• _Stored data entries_:
+++++

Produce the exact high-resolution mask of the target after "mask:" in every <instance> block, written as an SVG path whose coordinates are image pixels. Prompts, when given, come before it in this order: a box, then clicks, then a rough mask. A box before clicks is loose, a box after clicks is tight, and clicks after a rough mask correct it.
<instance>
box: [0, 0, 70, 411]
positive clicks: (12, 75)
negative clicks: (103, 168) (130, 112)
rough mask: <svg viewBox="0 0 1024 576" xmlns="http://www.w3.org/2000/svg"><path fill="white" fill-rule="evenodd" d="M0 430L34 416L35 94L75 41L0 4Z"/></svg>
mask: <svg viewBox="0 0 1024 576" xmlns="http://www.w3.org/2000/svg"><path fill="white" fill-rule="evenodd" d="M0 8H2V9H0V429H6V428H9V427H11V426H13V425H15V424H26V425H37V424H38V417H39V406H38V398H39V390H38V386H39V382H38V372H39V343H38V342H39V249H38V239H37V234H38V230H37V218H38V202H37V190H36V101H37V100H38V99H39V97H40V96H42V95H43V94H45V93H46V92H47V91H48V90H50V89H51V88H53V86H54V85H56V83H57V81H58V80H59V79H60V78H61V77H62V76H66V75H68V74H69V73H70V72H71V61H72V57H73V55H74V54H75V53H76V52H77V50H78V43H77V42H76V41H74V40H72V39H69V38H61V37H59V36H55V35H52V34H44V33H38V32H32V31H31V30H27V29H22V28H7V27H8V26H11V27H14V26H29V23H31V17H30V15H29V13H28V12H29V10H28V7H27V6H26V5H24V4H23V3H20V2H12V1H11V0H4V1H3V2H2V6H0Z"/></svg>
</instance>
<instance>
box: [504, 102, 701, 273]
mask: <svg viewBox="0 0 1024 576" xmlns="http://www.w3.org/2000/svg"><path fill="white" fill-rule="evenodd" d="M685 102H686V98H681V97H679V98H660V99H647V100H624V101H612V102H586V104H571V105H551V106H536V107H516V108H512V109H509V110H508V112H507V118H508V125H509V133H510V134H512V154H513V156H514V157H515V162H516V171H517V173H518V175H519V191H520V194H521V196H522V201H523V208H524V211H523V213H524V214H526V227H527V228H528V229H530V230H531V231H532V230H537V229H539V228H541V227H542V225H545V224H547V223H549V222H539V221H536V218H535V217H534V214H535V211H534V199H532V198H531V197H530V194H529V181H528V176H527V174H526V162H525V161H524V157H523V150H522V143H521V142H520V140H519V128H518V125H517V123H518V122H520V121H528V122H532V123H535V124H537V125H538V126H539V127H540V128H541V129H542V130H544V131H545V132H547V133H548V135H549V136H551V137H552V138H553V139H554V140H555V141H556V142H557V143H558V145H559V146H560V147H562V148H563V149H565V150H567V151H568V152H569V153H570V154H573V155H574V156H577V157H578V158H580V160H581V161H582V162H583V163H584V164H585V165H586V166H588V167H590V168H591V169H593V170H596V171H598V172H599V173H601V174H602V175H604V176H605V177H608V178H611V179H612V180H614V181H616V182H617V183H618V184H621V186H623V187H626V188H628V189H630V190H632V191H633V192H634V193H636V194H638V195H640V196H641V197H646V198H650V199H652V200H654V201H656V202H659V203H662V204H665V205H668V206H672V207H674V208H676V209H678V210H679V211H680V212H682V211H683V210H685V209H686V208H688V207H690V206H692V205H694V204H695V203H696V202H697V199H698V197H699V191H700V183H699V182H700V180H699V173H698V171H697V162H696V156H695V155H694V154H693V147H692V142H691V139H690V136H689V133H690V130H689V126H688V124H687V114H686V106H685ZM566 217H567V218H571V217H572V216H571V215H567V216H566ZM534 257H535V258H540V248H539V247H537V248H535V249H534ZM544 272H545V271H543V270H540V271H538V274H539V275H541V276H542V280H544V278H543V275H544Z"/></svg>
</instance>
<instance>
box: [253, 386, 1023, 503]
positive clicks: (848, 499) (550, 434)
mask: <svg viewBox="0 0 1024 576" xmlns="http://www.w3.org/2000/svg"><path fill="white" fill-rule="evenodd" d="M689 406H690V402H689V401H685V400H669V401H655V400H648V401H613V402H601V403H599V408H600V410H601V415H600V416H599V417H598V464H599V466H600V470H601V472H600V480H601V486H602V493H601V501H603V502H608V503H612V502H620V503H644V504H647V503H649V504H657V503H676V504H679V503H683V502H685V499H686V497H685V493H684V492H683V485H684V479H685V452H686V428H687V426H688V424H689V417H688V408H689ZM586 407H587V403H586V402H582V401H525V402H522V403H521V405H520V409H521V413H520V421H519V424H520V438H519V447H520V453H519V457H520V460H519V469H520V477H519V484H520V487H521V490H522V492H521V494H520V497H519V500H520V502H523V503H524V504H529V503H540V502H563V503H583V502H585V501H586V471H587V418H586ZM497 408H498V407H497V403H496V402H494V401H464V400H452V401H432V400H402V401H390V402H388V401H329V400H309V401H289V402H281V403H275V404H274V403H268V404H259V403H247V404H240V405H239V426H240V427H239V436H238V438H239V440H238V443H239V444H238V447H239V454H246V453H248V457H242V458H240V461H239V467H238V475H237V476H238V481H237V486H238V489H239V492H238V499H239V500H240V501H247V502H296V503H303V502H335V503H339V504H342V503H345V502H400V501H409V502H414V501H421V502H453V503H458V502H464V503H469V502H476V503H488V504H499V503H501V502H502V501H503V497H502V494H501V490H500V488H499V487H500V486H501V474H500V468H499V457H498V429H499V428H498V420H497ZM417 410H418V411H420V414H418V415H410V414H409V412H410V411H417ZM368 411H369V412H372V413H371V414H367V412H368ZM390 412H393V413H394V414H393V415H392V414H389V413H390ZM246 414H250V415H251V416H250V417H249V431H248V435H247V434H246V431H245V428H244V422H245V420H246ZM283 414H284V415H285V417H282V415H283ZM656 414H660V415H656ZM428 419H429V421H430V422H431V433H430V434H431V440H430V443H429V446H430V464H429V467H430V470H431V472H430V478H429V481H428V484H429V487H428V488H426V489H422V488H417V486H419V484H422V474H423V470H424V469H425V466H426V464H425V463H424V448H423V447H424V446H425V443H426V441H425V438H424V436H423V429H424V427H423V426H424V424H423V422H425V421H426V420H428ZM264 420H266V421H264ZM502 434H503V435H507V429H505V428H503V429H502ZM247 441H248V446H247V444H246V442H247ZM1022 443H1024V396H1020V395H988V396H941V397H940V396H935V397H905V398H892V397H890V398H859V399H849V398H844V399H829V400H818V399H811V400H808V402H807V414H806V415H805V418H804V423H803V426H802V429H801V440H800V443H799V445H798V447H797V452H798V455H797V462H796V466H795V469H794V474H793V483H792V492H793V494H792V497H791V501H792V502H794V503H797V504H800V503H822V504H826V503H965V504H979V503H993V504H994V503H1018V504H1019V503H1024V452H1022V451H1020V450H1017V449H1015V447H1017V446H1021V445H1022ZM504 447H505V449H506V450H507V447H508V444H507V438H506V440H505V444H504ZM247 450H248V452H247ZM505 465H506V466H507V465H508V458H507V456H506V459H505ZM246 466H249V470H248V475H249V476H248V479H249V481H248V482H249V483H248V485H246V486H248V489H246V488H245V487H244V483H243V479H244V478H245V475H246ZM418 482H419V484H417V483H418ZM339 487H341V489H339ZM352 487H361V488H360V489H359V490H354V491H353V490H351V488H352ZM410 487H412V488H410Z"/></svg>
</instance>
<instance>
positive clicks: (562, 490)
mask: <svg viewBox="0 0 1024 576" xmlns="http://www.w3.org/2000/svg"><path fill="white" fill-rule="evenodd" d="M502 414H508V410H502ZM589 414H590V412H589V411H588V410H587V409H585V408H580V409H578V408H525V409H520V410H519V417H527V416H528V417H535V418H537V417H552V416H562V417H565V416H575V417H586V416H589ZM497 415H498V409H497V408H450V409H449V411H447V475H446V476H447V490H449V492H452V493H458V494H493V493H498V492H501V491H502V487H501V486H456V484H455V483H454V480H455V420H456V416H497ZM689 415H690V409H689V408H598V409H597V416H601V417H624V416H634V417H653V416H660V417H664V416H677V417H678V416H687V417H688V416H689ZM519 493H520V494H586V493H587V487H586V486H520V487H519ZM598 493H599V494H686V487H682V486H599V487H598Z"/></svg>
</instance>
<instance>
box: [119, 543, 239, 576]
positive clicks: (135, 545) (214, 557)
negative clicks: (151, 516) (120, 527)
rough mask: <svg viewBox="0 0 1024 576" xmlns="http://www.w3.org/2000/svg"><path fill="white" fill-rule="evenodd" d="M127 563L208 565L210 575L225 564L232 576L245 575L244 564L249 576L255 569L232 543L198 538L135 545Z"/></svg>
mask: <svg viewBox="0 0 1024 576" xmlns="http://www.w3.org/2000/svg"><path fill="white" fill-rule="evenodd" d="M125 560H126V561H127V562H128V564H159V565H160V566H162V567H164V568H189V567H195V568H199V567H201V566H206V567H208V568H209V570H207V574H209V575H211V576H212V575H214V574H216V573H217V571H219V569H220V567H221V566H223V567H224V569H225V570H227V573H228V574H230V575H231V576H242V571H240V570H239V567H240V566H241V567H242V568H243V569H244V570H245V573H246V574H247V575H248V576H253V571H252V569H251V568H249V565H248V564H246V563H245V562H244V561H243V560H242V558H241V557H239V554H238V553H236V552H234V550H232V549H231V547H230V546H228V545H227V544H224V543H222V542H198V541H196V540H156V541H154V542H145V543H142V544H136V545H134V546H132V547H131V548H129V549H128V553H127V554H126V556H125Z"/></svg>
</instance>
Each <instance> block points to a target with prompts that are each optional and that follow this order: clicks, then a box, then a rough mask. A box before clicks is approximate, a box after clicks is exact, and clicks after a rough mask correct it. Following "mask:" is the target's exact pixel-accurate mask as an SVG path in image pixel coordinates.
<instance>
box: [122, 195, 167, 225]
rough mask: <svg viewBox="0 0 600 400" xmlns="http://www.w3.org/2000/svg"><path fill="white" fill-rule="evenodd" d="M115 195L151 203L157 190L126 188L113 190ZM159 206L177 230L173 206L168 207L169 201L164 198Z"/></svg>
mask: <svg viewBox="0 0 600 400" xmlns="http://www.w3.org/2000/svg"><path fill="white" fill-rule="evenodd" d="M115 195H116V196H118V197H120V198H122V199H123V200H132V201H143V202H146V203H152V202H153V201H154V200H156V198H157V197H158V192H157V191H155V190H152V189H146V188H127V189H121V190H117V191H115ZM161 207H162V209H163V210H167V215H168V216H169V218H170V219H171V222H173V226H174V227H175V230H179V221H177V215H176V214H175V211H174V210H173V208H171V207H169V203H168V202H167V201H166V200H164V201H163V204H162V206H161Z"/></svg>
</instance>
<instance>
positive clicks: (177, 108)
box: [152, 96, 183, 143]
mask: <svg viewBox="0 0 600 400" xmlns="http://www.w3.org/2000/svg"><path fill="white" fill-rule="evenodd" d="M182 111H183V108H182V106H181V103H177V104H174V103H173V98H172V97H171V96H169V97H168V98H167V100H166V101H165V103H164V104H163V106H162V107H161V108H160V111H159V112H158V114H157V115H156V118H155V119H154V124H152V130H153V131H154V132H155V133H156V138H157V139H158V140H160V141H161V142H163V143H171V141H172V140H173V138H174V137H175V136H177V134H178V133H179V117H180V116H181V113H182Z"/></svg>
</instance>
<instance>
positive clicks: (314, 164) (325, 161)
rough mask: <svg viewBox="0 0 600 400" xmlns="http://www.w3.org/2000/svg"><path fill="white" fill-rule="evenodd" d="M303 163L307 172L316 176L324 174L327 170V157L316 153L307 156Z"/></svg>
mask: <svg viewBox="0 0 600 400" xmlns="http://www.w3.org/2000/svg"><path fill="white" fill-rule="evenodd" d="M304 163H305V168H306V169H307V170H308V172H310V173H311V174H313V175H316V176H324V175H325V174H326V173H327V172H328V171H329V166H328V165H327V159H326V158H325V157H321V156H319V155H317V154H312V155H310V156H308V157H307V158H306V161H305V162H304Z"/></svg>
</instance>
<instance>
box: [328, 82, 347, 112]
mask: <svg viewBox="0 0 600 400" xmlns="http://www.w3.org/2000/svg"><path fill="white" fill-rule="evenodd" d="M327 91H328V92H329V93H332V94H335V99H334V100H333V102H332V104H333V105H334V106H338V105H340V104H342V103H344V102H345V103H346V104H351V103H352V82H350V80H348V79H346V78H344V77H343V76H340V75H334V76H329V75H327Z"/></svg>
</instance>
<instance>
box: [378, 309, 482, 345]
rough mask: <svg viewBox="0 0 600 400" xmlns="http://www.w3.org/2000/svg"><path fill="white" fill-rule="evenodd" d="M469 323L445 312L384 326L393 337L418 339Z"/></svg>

+++++

• _EXERCISE_: Copy the rows word for word, starting at the first line and continuing through the line that contains "430L34 416L35 94L75".

• _EXPECTED OUTPUT_:
Produce the exact high-resolution mask of the target after "mask:" in every <instance> block, written as an SVG path whose coordinates are image pixels. Prompts, when given, come before it in this order: a box, then clicks, then a rough mask. A box before clicks is loose, a box after clicks is tight, and clicks after a rough mask correct it.
<instance>
box: [0, 0, 70, 411]
positive clicks: (12, 75)
negative clicks: (103, 168) (130, 112)
rough mask: <svg viewBox="0 0 1024 576" xmlns="http://www.w3.org/2000/svg"><path fill="white" fill-rule="evenodd" d="M0 430L34 416L35 94L75 41L0 4Z"/></svg>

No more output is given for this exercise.